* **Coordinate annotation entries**
— BEGIN —
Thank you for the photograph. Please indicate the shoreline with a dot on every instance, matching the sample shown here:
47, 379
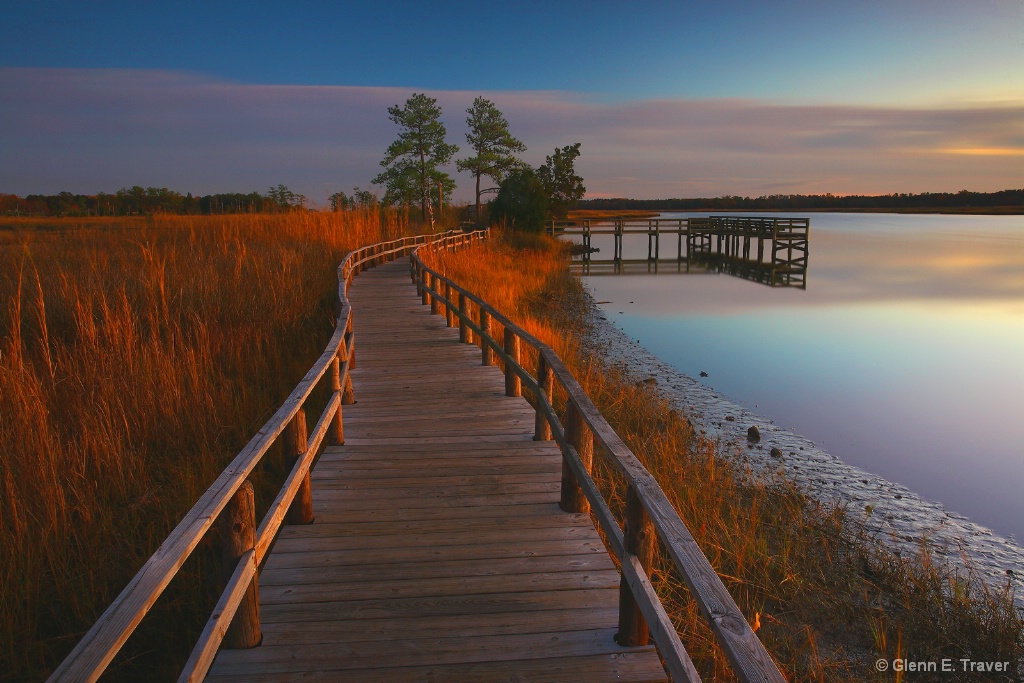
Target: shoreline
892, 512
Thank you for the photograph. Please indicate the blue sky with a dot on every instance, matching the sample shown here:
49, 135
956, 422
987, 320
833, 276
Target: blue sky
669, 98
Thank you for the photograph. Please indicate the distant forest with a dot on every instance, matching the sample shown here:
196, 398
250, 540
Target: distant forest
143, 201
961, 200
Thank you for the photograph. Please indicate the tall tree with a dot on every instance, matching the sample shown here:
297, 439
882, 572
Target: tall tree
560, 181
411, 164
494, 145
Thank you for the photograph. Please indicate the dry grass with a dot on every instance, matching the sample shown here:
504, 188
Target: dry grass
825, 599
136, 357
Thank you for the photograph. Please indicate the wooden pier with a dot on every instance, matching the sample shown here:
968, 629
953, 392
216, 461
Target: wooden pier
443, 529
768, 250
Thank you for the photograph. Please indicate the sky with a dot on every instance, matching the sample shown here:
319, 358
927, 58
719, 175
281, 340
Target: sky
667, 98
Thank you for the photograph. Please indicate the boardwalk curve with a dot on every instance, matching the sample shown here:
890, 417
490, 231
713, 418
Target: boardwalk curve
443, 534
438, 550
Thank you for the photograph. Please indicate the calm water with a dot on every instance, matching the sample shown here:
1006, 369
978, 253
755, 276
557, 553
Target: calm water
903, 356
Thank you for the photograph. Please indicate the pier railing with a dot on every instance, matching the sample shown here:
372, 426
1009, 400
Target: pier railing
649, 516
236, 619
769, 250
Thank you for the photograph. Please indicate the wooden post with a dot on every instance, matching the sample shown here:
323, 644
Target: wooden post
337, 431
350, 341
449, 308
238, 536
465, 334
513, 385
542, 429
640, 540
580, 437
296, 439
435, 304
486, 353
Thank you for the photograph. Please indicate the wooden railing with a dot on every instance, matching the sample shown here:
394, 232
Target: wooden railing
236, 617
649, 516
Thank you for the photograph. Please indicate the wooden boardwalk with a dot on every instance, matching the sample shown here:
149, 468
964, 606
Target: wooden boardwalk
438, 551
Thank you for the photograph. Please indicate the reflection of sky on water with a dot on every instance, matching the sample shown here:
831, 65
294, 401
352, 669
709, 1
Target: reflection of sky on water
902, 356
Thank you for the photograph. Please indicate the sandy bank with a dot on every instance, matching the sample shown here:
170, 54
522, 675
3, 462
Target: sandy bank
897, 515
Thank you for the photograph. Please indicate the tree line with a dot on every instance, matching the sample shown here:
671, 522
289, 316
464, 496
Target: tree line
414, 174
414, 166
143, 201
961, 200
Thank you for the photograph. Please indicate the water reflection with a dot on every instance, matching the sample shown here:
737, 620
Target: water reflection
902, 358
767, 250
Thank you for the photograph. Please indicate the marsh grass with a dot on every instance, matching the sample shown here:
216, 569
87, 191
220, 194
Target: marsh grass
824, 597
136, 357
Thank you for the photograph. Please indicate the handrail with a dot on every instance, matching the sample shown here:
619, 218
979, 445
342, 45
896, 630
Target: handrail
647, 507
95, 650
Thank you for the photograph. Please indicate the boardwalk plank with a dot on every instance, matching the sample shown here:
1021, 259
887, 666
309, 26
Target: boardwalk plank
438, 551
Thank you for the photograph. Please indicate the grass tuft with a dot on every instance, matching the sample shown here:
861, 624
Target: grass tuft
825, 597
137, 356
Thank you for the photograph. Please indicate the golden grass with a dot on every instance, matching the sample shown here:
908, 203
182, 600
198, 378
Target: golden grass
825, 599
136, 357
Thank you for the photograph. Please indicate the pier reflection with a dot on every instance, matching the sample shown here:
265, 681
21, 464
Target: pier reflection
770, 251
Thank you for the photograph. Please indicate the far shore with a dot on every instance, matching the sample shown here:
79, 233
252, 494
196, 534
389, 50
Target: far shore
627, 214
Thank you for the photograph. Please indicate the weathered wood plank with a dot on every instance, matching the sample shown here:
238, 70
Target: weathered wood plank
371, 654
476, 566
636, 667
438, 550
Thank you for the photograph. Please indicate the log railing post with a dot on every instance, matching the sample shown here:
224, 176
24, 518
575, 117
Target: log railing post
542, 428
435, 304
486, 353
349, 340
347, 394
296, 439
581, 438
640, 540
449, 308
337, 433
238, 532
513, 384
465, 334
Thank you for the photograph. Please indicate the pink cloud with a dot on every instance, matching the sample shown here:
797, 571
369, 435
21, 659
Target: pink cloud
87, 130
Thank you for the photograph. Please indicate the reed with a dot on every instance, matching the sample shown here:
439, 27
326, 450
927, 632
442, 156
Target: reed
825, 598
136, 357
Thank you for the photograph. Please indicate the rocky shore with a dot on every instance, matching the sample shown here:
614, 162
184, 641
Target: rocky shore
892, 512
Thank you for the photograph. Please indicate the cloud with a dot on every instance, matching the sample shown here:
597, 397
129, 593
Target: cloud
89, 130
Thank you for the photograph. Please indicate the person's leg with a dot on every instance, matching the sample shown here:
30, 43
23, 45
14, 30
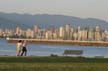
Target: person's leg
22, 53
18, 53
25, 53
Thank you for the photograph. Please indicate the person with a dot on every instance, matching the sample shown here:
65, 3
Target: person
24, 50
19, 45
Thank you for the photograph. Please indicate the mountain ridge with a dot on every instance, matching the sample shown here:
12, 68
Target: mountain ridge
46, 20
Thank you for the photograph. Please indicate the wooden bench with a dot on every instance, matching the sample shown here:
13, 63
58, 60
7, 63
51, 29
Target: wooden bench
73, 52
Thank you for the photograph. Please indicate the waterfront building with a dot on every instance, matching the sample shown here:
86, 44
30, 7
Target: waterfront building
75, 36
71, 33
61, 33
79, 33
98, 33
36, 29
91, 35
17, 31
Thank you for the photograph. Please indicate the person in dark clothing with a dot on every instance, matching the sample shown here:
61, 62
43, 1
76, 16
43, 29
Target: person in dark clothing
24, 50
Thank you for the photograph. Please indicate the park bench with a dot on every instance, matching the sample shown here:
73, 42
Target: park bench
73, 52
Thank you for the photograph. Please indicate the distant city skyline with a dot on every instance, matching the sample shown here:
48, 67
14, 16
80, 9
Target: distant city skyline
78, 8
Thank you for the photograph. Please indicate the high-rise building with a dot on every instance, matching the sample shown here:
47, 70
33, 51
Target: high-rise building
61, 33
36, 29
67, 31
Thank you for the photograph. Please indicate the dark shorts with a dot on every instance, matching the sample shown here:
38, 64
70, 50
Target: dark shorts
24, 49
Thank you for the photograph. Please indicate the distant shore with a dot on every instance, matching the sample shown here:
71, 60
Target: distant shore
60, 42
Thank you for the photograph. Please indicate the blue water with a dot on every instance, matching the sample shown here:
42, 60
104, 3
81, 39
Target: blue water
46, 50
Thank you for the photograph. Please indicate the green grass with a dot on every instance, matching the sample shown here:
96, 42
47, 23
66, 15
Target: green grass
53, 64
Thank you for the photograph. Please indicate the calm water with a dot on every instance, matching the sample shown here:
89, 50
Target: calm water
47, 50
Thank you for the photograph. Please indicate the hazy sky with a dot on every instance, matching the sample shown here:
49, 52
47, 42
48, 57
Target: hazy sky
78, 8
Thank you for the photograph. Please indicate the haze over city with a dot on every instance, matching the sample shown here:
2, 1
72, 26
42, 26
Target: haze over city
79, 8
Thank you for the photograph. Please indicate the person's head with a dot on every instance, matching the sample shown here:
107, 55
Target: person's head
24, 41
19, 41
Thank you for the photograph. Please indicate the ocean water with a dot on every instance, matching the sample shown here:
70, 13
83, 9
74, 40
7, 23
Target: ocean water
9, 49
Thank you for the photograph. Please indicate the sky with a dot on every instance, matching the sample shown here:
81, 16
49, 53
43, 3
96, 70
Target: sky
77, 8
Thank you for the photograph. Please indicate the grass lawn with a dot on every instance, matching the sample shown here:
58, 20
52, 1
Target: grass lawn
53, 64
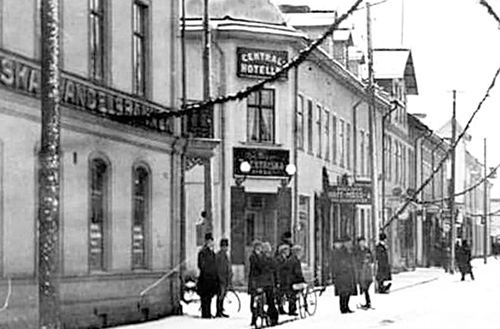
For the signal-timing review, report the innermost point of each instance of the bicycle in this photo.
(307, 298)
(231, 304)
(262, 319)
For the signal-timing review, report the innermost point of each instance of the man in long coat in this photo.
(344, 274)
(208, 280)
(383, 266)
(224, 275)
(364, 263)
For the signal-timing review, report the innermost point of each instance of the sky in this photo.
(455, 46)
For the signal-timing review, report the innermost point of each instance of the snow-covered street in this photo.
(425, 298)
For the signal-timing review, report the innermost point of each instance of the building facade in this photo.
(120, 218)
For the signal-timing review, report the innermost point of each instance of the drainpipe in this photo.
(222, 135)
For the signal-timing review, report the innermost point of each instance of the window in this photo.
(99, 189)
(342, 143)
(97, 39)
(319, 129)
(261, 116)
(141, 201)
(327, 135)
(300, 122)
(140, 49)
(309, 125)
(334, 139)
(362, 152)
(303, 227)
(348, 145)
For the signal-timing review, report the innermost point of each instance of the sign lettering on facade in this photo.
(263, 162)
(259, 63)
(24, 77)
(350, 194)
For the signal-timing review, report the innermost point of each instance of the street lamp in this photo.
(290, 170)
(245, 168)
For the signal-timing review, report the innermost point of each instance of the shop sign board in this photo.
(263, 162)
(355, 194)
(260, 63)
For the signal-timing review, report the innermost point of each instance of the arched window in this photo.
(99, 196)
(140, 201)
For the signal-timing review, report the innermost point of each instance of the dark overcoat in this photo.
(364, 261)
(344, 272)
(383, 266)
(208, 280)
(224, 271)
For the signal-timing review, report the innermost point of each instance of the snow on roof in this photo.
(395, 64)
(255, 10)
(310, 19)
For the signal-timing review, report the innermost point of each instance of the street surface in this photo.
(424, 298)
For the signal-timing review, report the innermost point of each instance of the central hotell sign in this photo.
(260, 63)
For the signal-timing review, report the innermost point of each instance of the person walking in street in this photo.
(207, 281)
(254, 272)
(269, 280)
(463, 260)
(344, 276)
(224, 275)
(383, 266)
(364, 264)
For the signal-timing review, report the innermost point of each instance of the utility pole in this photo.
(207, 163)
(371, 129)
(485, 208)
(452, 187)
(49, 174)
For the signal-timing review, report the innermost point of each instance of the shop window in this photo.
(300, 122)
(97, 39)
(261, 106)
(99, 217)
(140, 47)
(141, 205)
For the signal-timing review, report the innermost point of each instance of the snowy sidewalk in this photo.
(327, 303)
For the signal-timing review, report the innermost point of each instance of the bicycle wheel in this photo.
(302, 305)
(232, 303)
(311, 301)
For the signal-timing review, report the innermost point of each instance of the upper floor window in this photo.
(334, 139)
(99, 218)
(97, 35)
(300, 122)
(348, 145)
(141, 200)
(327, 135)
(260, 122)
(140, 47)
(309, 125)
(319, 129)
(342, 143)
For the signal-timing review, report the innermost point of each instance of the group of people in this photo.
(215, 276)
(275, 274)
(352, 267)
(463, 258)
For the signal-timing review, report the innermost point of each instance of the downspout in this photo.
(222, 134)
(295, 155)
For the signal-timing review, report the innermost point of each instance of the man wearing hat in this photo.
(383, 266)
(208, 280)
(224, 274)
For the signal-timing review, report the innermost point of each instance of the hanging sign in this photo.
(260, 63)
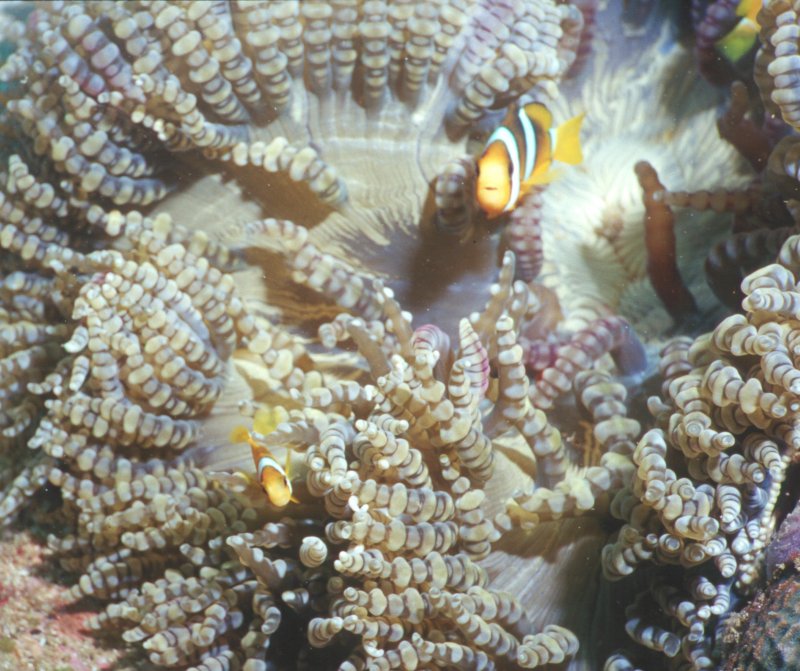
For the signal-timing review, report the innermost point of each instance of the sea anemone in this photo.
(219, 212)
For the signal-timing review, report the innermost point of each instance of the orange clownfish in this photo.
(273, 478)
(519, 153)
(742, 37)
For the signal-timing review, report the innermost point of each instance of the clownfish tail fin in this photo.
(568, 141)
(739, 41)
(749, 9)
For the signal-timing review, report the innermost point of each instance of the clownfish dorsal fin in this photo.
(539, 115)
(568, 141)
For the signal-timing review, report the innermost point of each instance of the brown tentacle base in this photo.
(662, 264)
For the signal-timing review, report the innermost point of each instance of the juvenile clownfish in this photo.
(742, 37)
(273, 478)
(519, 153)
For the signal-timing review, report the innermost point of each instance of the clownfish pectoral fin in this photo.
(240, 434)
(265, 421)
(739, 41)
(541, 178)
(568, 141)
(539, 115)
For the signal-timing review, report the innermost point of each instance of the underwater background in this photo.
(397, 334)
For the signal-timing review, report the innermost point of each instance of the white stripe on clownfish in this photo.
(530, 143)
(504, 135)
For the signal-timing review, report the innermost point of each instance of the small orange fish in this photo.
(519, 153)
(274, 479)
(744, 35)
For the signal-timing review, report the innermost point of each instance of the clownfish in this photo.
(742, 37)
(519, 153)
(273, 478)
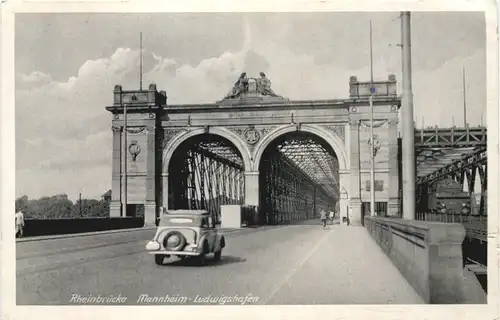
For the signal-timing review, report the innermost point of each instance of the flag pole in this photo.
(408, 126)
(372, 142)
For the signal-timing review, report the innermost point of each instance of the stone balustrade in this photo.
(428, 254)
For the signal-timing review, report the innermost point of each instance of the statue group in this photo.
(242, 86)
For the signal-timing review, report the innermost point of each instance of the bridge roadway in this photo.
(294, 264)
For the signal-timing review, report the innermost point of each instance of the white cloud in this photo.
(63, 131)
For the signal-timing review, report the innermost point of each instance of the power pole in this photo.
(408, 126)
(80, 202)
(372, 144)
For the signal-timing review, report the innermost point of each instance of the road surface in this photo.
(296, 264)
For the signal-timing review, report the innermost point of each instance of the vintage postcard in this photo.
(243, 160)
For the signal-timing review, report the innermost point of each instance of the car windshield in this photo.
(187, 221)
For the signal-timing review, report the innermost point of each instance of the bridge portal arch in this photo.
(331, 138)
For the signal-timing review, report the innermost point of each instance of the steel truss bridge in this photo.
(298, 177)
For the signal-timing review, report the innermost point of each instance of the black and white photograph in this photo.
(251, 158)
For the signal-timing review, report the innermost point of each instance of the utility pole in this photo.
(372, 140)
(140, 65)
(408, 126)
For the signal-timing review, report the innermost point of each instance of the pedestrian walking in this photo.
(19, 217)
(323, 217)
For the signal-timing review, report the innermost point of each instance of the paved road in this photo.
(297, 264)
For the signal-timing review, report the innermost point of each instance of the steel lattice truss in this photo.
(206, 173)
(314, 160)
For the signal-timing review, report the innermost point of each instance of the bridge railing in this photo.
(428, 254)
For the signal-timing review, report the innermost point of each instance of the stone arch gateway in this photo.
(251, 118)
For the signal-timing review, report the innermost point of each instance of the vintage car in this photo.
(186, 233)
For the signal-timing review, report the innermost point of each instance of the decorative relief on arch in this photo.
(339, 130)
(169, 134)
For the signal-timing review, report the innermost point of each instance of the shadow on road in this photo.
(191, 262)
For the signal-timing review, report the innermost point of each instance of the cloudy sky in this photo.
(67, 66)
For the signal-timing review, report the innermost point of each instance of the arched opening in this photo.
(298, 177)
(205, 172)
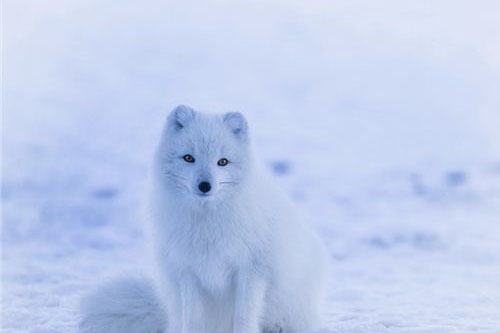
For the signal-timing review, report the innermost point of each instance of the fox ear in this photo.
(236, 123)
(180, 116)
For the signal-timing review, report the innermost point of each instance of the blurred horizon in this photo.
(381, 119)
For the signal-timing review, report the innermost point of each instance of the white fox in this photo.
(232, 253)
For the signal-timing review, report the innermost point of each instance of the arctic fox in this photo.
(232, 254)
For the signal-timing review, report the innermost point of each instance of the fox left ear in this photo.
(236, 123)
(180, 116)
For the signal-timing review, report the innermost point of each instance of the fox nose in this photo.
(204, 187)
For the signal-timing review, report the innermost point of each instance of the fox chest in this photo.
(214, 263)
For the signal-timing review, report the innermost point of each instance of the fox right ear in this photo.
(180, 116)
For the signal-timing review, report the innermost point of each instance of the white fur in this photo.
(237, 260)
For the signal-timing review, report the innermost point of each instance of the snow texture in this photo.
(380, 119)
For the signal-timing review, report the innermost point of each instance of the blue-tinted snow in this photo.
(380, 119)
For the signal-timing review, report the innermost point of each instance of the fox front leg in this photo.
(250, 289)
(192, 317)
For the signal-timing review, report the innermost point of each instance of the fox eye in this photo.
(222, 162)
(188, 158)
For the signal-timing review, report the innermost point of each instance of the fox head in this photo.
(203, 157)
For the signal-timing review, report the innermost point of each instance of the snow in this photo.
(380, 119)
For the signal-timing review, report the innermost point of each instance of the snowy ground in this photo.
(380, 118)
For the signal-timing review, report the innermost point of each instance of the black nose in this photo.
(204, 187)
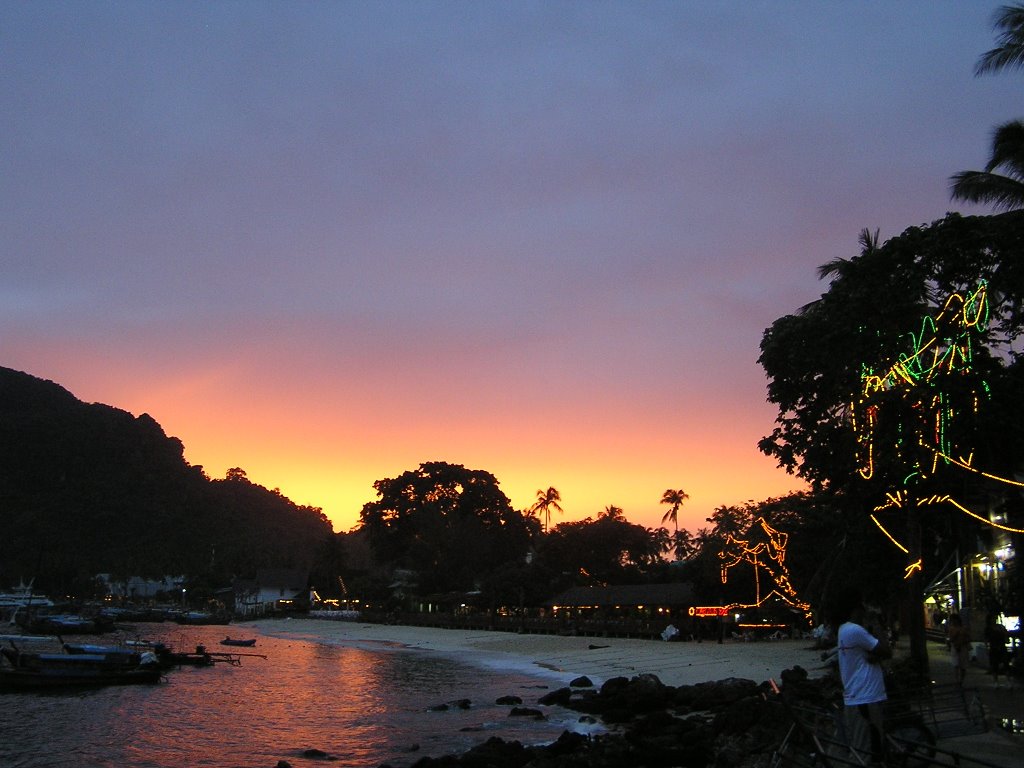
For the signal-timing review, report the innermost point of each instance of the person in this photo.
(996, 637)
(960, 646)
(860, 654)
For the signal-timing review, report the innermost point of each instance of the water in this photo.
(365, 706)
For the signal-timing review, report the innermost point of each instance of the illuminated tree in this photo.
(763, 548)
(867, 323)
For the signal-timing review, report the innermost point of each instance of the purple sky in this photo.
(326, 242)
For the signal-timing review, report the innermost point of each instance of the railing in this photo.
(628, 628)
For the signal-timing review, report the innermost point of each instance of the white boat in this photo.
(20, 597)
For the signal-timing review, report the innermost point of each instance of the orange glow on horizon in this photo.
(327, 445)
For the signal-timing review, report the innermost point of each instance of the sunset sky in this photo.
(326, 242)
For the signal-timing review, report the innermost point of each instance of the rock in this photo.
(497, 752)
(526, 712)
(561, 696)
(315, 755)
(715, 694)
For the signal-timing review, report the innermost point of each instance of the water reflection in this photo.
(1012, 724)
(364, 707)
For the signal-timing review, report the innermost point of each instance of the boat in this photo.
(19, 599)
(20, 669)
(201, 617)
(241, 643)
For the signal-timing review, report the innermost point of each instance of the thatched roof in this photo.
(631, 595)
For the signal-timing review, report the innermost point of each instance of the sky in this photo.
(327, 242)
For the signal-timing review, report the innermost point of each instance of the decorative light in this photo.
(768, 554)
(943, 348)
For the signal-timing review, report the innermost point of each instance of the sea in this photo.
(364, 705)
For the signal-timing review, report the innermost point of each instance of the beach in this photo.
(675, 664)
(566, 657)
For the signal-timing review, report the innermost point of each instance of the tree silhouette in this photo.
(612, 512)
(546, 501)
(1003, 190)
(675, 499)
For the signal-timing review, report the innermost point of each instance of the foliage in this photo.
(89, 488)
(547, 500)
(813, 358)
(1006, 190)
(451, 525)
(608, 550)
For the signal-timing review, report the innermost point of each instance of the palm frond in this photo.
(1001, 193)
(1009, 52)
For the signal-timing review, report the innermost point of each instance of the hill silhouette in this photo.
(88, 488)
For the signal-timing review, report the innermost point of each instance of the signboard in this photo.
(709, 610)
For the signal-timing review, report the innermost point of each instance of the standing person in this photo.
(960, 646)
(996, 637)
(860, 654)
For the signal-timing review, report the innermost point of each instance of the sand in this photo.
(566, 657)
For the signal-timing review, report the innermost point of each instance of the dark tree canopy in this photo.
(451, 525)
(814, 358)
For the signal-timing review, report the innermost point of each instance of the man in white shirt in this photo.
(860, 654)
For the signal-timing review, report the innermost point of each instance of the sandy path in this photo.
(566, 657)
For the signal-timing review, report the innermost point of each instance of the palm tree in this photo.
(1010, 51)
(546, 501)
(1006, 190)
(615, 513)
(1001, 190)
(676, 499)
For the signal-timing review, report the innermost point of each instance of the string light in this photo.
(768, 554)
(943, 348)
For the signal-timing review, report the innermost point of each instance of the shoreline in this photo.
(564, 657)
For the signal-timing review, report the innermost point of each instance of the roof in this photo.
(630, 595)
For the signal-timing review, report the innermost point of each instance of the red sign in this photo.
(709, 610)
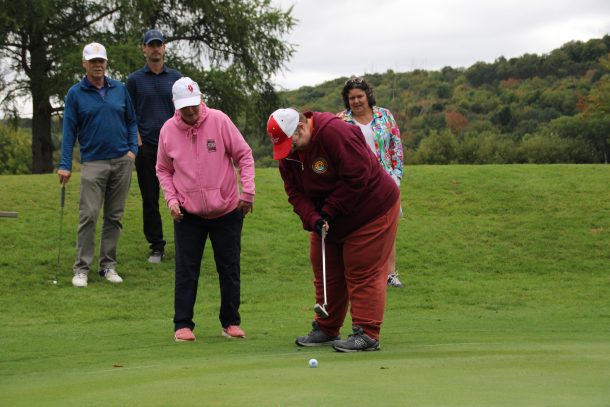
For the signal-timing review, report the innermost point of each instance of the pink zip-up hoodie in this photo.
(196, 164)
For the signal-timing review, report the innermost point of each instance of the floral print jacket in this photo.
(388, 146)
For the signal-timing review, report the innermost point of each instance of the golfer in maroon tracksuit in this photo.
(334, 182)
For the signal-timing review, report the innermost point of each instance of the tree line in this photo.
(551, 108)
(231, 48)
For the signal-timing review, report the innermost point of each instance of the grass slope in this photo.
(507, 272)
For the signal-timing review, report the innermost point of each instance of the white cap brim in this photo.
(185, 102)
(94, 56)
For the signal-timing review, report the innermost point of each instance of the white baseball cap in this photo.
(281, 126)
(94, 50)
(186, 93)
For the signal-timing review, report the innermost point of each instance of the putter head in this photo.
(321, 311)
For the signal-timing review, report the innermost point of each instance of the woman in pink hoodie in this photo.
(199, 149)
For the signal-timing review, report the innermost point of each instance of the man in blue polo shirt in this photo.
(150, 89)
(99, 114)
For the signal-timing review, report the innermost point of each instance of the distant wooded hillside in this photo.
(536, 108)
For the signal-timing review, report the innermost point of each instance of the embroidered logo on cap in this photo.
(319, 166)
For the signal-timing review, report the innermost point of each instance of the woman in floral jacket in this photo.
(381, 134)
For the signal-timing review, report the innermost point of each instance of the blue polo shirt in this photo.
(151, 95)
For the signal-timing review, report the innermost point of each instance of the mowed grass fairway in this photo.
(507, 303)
— END —
* **WRITTEN TASK**
Can you quote the data above, starting at the line that contains "the blue polo shirt in this photo." and ending at the final line of the data, with both included?

* **WORKED SOLUTION**
For the signal-timing review, report the innermost point of each instance of the blue polo shirt in this photo.
(151, 95)
For the signal-timing review, report the innermost point of each instance of the mowed grass fairway in this photo.
(507, 303)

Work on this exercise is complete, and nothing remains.